[Material provided Boundary: Start]

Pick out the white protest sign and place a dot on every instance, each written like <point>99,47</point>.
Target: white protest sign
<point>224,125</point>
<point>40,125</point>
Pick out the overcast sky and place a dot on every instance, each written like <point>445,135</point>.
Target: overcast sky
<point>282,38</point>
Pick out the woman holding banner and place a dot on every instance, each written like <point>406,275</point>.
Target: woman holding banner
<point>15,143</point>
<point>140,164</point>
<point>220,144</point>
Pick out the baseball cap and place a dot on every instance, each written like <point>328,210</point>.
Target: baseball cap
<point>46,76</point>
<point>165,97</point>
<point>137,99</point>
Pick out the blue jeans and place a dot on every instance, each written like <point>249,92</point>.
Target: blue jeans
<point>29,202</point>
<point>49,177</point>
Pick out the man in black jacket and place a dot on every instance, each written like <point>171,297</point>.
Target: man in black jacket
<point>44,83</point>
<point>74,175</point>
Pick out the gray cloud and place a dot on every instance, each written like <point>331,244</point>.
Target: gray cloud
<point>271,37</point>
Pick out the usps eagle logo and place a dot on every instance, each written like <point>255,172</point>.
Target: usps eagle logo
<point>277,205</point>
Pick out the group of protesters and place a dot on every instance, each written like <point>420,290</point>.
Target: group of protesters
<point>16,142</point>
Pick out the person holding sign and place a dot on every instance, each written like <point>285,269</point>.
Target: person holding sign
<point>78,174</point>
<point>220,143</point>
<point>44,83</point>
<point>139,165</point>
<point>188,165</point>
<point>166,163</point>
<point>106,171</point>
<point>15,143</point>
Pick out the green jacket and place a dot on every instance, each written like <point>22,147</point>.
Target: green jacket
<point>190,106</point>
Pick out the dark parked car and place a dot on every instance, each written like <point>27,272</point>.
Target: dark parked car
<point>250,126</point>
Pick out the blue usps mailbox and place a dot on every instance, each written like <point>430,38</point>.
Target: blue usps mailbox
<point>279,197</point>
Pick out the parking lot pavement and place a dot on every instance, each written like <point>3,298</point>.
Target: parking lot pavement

[Material provided Boundary: End]

What is being asked - From the records above, repeat exactly the lines from the one with "Target: blue jeans" through the one with "Pick out the person", both included.

Task solution -
Target: blue jeans
<point>29,202</point>
<point>49,177</point>
Pick out the man in black jacket and place a dot on every instance, each written like <point>171,297</point>.
Target: man in black jacket
<point>44,83</point>
<point>74,175</point>
Pick out the gray cloud and place a dot on every instance, each written like <point>331,244</point>.
Target: gray cloud
<point>271,37</point>
Pick out the usps eagle logo and place a dot on every instance, each written like <point>255,172</point>.
Target: usps eagle logo
<point>277,205</point>
Pick out the group of protesters and place a dot on every instance, each written like <point>420,290</point>.
Target: group of protesters
<point>16,142</point>
Pick out the person holding sign and place a dot on every instance, each written like <point>285,269</point>.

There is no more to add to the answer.